### SOURCE TEXT
'''

Azerbaijan participated in the Junior Eurovision Song Contest 2013 in Kyiv, Ukraine. The Azerbaijani entry was selected through an internal selection. On 1 November 2013 it was revealed that Rustam Karimov would represent Azerbaijan in the contest. It was announced that his song would be called "Me and My Guitar".

Before Junior Eurovision
On 9 October, it was reported that the Azerbaijani broadcaster İctimai Television decided to internally select their 2013 artist with auditions held in the Rashid Behbudov Second Music School in Baku. On 1 November 2013, İctimai revealed that 10-year-old Rustam Karimov would represent Azerbaijan. The title of the song was revealed to be "Me and My Guitar", and the song was presented to the public on 5 November 2013.

'''

### SHORT EXERCISE A
Convert the lines of the records starting at the line containing "# Mark the region of the monkey's head;" and ending at the line containing "M457 303L457 224L410", both included, into a JSON list of strings with one string per line and blank lines omitted.

### SOURCE DATA

'''

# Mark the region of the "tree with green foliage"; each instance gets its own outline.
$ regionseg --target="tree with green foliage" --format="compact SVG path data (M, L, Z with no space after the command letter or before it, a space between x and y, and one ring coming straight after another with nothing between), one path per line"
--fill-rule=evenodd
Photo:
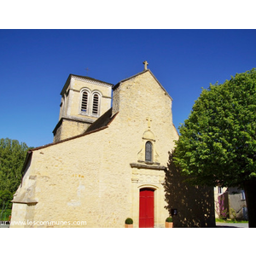
M179 131L174 161L188 180L242 188L256 227L256 70L203 90Z
M17 140L0 140L0 218L9 217L11 212L13 195L18 189L22 167L29 148ZM0 219L1 220L1 219Z

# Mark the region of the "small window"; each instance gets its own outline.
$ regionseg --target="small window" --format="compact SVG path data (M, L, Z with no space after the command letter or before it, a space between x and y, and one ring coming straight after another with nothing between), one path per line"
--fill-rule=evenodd
M88 113L88 92L87 91L84 91L82 95L81 111L84 113Z
M145 161L152 162L152 143L150 142L146 143L145 146Z
M99 95L94 94L93 100L92 100L92 114L93 115L99 115Z

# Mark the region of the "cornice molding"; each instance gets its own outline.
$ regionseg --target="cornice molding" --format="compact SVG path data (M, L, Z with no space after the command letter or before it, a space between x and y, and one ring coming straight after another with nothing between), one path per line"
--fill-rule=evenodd
M138 169L153 169L153 170L166 170L166 167L164 166L149 166L149 165L143 165L143 164L137 164L137 163L131 163L130 164L131 168L138 168Z
M101 86L104 86L104 87L108 87L108 88L113 86L113 84L107 84L107 83L104 83L104 82L100 82L100 81L97 81L97 80L92 80L92 79L90 79L81 78L81 77L79 77L79 76L76 76L76 75L72 75L71 78L73 78L76 80L79 80L79 81L83 81L83 82L86 82L86 83L93 84L96 84L96 85L101 85Z

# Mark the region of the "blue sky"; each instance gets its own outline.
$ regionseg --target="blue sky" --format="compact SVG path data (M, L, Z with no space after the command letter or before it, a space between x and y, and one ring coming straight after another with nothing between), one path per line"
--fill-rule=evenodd
M0 30L0 137L52 143L70 73L115 84L145 60L177 128L202 87L256 67L255 45L256 30Z

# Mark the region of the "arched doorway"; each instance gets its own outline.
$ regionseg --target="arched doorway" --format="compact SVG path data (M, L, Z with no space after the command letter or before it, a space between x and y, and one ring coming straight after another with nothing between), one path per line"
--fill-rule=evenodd
M154 228L154 189L140 189L139 227Z

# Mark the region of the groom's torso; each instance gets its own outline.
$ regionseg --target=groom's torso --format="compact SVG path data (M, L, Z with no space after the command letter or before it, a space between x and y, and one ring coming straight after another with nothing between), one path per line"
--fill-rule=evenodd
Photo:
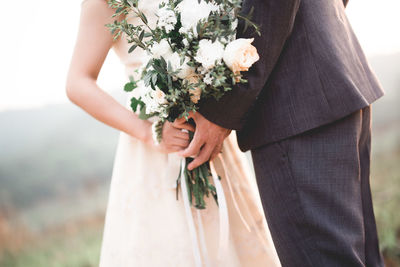
M238 132L239 145L248 150L302 133L382 95L343 1L301 0L291 35L250 119Z

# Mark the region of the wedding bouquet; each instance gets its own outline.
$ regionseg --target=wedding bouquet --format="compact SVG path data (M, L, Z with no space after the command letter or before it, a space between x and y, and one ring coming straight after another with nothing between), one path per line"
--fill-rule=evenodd
M107 25L114 38L124 33L131 44L129 52L139 47L148 53L140 78L130 76L124 90L140 91L131 99L131 107L141 119L158 118L153 124L157 142L165 121L188 119L200 100L218 100L236 83L247 82L241 72L259 59L253 39L236 39L239 19L245 22L244 30L251 26L259 34L252 12L239 14L241 0L163 0L155 25L140 10L139 0L109 0L108 4L115 9L113 16L122 18ZM141 23L130 24L127 16L136 16ZM185 160L177 178L177 196L180 179L186 179L191 205L204 209L204 197L210 194L218 204L216 188L209 181L209 163L189 171L186 166L192 159Z

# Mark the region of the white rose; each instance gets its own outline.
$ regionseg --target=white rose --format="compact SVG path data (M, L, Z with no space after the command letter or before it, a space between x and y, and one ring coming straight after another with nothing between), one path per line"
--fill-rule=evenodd
M251 45L252 39L236 39L230 42L224 51L224 62L234 72L248 71L260 57L257 49Z
M174 11L168 9L167 7L163 7L157 10L157 26L164 27L166 32L169 33L175 28L175 24L177 23L177 19Z
M208 73L204 76L204 78L203 78L203 82L204 82L205 84L208 84L208 85L211 85L212 82L213 82L213 80L214 80L214 77L212 77L211 74L210 74L209 72L208 72Z
M196 75L191 75L186 78L186 80L189 82L189 84L196 84L199 82L199 78ZM200 87L195 87L194 89L190 90L190 100L197 104L201 98L201 88Z
M166 39L162 39L159 43L154 43L151 47L151 53L154 58L168 57L172 54L172 49Z
M222 59L224 55L224 45L219 41L214 43L208 39L202 39L199 42L199 50L195 59L201 63L205 69L211 69L215 67L215 63Z
M181 64L181 57L177 52L172 53L171 55L165 57L165 60L171 63L171 67L173 71L179 70L176 75L180 79L185 79L187 76L192 75L194 73L194 68L190 67L187 63L189 62L189 57L185 56L185 60L183 64Z
M167 100L165 99L165 93L161 91L160 88L158 87L156 87L156 90L151 91L151 97L158 105L168 103Z
M206 3L204 0L200 3L198 0L183 0L176 8L181 13L182 28L184 29L181 32L195 29L200 20L207 18L212 11L219 9L218 5Z

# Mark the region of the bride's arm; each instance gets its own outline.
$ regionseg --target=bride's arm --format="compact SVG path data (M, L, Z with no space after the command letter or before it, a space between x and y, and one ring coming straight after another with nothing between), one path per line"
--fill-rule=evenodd
M113 12L105 0L82 3L78 37L66 83L67 96L97 120L153 145L151 123L139 119L96 83L113 42L111 33L105 27L112 22ZM190 126L167 123L163 129L163 143L159 147L163 152L174 152L188 145L188 134L175 127L189 129Z

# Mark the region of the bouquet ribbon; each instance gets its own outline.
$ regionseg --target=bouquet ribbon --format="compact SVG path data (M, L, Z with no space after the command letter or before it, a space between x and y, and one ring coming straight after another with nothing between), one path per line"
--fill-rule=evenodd
M239 205L237 204L235 195L233 193L232 186L229 182L229 177L226 174L226 166L224 163L224 160L220 155L218 155L218 159L222 163L223 170L225 172L225 179L228 184L228 188L230 191L230 194L232 196L232 200L234 203L234 206L244 223L245 227L247 230L250 232L250 227L249 224L246 222L244 219ZM205 241L205 236L204 236L204 228L202 225L202 220L201 220L201 211L199 209L196 209L197 212L197 219L198 219L198 228L199 228L199 236L196 231L195 223L193 220L192 216L192 208L189 202L189 197L187 194L187 184L186 184L186 179L184 176L184 170L185 170L185 164L186 160L183 158L181 159L181 187L182 187L182 196L183 196L183 204L185 208L185 216L186 216L186 221L188 223L189 227L189 234L191 237L191 242L192 242L192 249L193 249L193 255L194 255L194 260L195 260L195 266L196 267L202 267L203 266L203 260L201 256L201 250L203 251L203 257L204 257L204 266L211 267L213 266L210 262L210 259L208 257L208 252L207 252L207 246L206 246L206 241ZM223 190L222 184L218 178L217 172L215 170L215 165L213 161L210 161L210 167L211 167L211 174L212 178L214 181L214 185L217 191L217 196L218 196L218 212L219 212L219 248L218 248L218 263L221 262L222 260L227 259L227 253L229 251L229 216L228 216L228 206L227 206L227 201L225 197L225 192ZM248 209L247 205L245 205L246 209ZM220 266L219 264L217 266Z

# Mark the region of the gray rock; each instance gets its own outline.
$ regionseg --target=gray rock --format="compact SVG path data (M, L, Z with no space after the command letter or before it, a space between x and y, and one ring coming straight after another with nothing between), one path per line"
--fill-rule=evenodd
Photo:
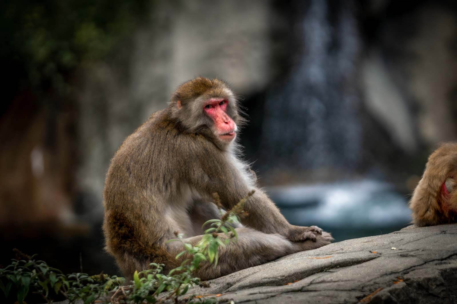
M222 303L457 303L457 224L347 240L212 280Z

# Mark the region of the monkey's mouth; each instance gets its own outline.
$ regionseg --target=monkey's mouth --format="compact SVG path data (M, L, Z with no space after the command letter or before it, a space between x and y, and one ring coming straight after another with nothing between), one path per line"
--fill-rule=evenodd
M219 138L225 140L231 140L234 138L235 134L236 133L235 133L235 131L232 130L232 131L228 132L226 133L219 134Z

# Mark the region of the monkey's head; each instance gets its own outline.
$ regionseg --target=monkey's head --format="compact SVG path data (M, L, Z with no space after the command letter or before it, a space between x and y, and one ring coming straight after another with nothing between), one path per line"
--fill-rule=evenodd
M171 115L189 133L223 145L236 136L244 121L235 94L223 81L199 77L181 84L171 96Z

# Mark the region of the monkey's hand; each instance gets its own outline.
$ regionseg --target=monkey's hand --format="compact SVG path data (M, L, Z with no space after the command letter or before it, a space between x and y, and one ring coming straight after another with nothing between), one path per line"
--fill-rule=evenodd
M317 226L306 227L292 226L289 232L288 235L287 237L292 242L300 242L307 240L316 242L316 236L322 234L322 229Z

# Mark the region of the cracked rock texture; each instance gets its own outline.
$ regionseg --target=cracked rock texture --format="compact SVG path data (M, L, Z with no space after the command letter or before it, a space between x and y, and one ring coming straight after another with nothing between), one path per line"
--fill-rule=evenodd
M457 303L457 224L410 226L298 252L189 294L222 303Z

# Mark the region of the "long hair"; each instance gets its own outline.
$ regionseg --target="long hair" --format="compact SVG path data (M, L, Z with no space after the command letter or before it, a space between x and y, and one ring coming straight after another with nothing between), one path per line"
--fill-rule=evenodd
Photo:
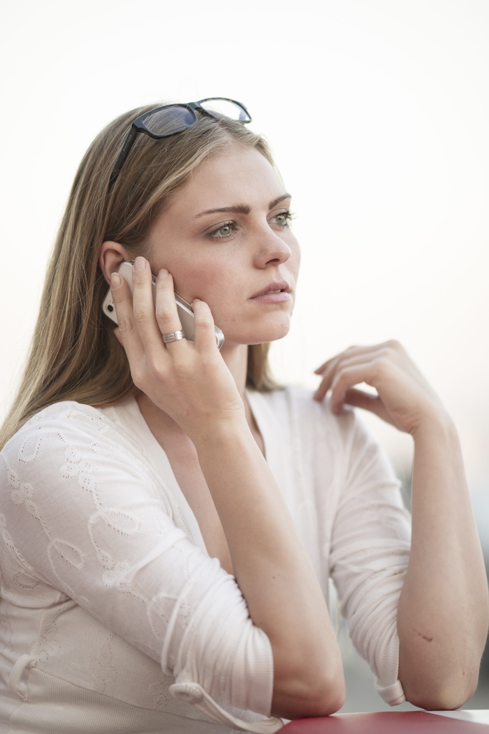
M139 134L112 189L109 179L130 126L152 109L131 110L95 139L76 173L46 274L25 373L0 432L0 448L33 415L75 400L94 407L136 393L114 324L102 313L107 283L98 266L105 240L147 255L152 222L196 167L232 143L259 150L272 165L265 141L241 123L207 115L187 130L154 140ZM268 344L249 347L247 385L272 389Z

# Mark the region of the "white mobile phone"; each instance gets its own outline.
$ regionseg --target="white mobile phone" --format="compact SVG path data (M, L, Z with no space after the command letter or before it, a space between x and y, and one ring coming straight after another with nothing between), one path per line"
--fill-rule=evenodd
M133 266L134 265L133 260L127 261L122 263L121 266L119 268L119 275L122 276L129 285L130 288L130 292L133 292ZM182 324L182 329L185 333L185 339L188 341L194 341L195 340L195 327L194 327L194 311L192 310L192 307L190 303L187 303L184 301L183 298L175 293L175 301L177 302L177 309L178 310L178 316L180 317L180 323ZM153 300L156 299L156 278L152 276L152 297ZM114 305L114 301L112 300L112 294L111 294L110 288L107 295L103 299L103 303L102 304L102 310L111 319L114 324L117 323L117 316L115 312L115 306ZM220 349L224 343L224 335L218 327L214 327L216 330L216 342L217 344L218 349Z

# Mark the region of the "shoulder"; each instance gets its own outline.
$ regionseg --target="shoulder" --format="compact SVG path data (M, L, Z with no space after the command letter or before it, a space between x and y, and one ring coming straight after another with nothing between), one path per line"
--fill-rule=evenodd
M32 459L46 443L63 442L65 437L73 440L77 435L95 439L109 428L103 413L90 405L71 401L54 403L27 421L7 441L1 454Z
M75 401L48 406L32 416L4 446L0 471L15 468L19 477L36 478L61 470L67 462L98 466L115 461L139 465L134 441L105 409Z
M331 410L328 398L317 401L312 390L289 386L270 393L254 393L253 410L268 413L282 435L309 453L319 450L329 458L383 454L377 439L359 411L345 406L339 414Z
M302 430L313 432L320 426L323 430L346 437L361 426L352 408L346 407L339 415L336 415L327 397L318 402L313 399L313 391L306 388L293 385L254 394L260 396L257 401L278 420L300 425Z

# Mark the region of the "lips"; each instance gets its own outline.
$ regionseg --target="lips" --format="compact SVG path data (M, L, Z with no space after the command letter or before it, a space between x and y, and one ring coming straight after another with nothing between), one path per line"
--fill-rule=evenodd
M287 280L280 280L268 283L265 288L259 291L258 293L255 293L254 296L251 296L251 298L259 298L260 296L268 296L271 294L276 295L279 293L290 293L290 286Z

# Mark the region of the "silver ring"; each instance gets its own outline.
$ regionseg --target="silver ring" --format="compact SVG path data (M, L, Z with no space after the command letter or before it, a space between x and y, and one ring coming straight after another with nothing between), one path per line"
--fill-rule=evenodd
M166 344L170 341L178 341L179 339L185 339L185 333L180 329L178 331L171 331L168 334L163 335L163 341Z

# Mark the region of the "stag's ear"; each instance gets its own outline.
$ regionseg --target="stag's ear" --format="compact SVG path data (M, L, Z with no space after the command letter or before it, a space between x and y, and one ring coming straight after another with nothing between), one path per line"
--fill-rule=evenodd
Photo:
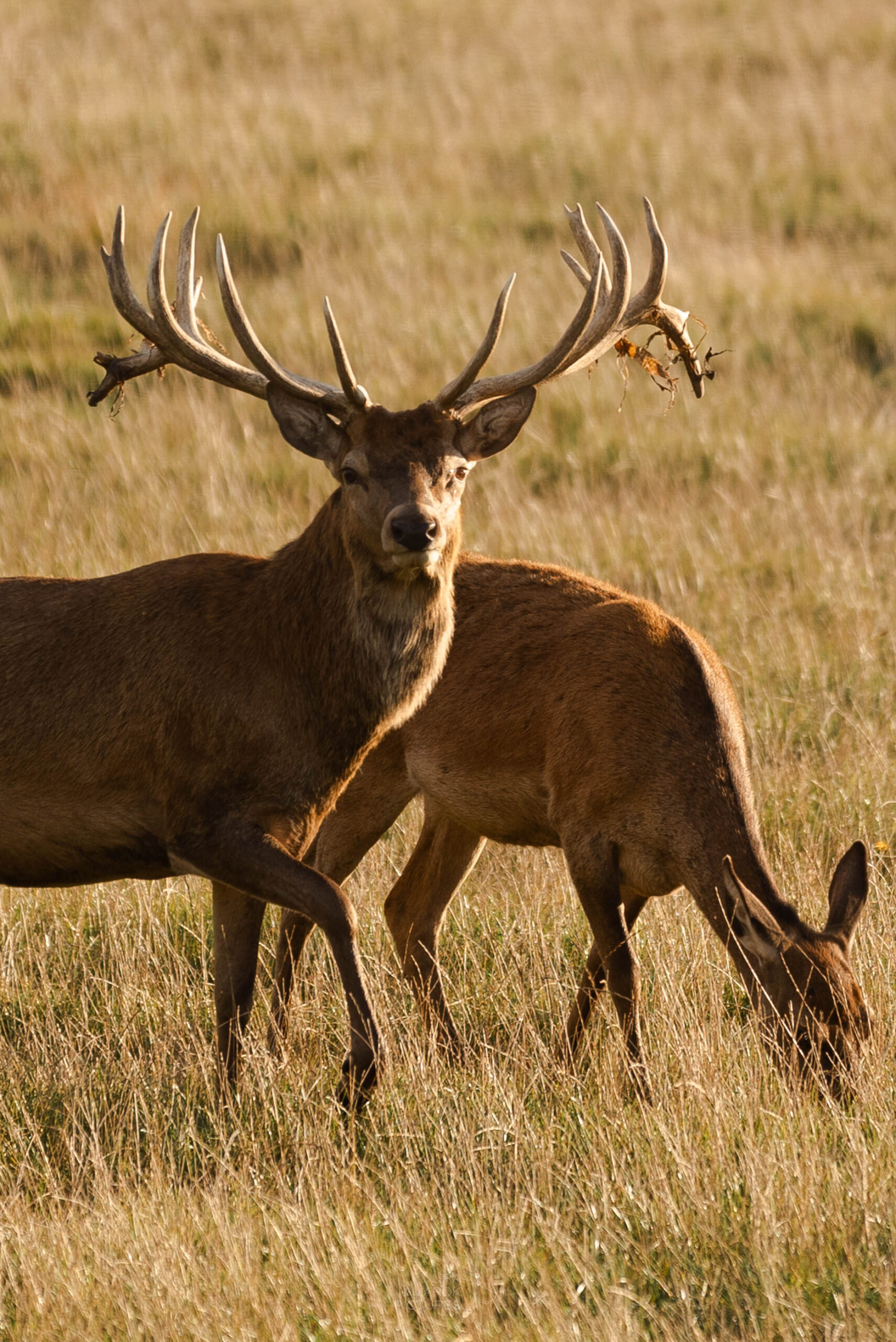
M846 949L856 933L858 915L868 899L868 854L858 840L837 863L828 891L828 922L825 931L842 937Z
M468 462L482 462L486 456L503 452L514 442L535 404L535 388L502 396L499 401L483 405L479 415L460 431L460 451Z
M761 965L770 965L778 960L781 951L763 921L750 911L755 896L738 878L731 858L726 858L722 863L722 884L718 894L740 949Z
M334 424L319 405L303 401L274 382L268 382L267 403L290 447L304 452L306 456L317 456L334 471L339 452L347 442L345 429Z

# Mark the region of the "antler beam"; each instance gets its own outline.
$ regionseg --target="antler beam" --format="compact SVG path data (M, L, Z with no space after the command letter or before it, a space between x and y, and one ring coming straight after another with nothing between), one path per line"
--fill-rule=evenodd
M345 353L342 338L335 326L329 302L325 307L327 330L337 354L337 369L342 391L329 382L318 382L313 378L299 377L290 373L264 349L245 315L243 303L236 291L231 274L224 240L217 238L217 274L221 289L221 301L228 321L233 329L241 349L255 365L258 372L244 368L216 350L203 336L201 326L196 318L196 303L201 293L201 279L194 280L196 255L196 224L199 220L199 207L184 224L177 252L177 287L174 306L172 307L165 289L165 243L170 227L170 212L165 216L156 235L156 243L149 263L146 276L146 295L150 310L141 303L130 282L125 264L125 209L119 205L115 215L113 231L111 254L102 248L103 266L109 279L109 289L113 302L121 315L134 330L144 337L144 346L135 353L123 358L110 354L97 354L95 362L106 369L99 386L89 396L91 405L98 405L115 386L133 377L141 377L153 369L164 368L166 364L176 364L189 373L207 377L224 386L232 386L251 396L264 399L270 382L284 386L294 396L303 400L317 401L325 409L341 419L355 408L368 408L370 397L358 386L351 372L349 357ZM335 333L335 334L334 334ZM337 346L338 352L337 353Z

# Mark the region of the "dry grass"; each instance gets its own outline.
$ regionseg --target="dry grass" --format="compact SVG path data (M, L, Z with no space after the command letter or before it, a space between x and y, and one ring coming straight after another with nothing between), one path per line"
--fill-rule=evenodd
M610 361L547 389L476 472L468 541L711 639L814 921L848 843L896 845L892 7L9 0L3 21L1 572L271 550L329 488L264 407L178 373L87 409L90 356L126 336L95 251L119 200L135 271L201 201L205 272L220 228L262 337L318 376L330 293L397 407L456 370L514 268L496 366L545 348L575 301L561 201L600 195L642 264L648 192L669 299L732 346L719 380L665 417L645 381L617 413ZM551 1062L585 931L550 854L494 849L459 896L444 958L478 1047L461 1072L429 1055L377 913L414 825L351 883L392 1062L349 1127L319 938L294 1049L274 1067L256 1028L221 1111L200 883L0 894L0 1337L896 1334L891 854L857 1113L781 1084L684 896L638 923L644 1111L609 1013L574 1075Z

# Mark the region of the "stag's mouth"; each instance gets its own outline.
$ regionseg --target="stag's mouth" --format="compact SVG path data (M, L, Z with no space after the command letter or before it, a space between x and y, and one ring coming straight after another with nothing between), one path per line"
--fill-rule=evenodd
M398 554L392 556L393 569L398 569L401 573L413 572L432 572L441 560L441 550L400 550Z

'''

### SHORT EXERCISE B
Reproduce verbatim the passage of the text on Azerbaijan's Junior Eurovision entry starting at "Azerbaijan participated in" and ending at "5 November 2013.".

### FINISHED ANSWER A
[
  "# Mark the region of the monkey's head; each instance gets its own outline.",
  "$ regionseg --target=monkey's head --format=\"compact SVG path data (M, L, Z with no space after the command letter or before it, a space between x and y, and one ring coming straight after another with nothing between), one path per line\"",
  "--fill-rule=evenodd",
  "M171 115L189 133L223 145L236 136L244 121L235 94L223 81L199 77L181 84L171 96Z",
  "# Mark the region of the monkey's hand; each instance gets its own outline.",
  "$ regionseg --target=monkey's hand --format=\"compact SVG path data (M, L, Z with no space after the command letter or before it, a space between x and y, and one ring coming straight after another with nothing between), one path per line\"",
  "--fill-rule=evenodd",
  "M317 226L306 227L292 226L289 232L288 235L287 237L292 242L300 242L307 240L316 242L316 236L322 234L322 229Z",
  "# Mark the region of the cracked rock texture; each instance gets its own outline.",
  "$ regionseg --target=cracked rock texture --format=\"compact SVG path data (M, L, Z with no space after the command letter or before it, a space between x and y, and one ring coming straight after another with nothing between), one path per line\"",
  "--fill-rule=evenodd",
  "M457 303L457 224L410 226L298 252L189 294L222 303Z"
]

### FINISHED ANSWER B
Azerbaijan participated in the Junior Eurovision Song Contest 2013 in Kyiv, Ukraine. The Azerbaijani entry was selected through an internal selection. On 1 November 2013 it was revealed that Rustam Karimov would represent Azerbaijan in the contest. It was announced that his song would be called "Me and My Guitar".

Before Junior Eurovision
On 9 October, it was reported that the Azerbaijani broadcaster İctimai Television decided to internally select their 2013 artist with auditions held in the Rashid Behbudov Second Music School in Baku. On 1 November 2013, İctimai revealed that 10-year-old Rustam Karimov would represent Azerbaijan. The title of the song was revealed to be "Me and My Guitar", and the song was presented to the public on 5 November 2013.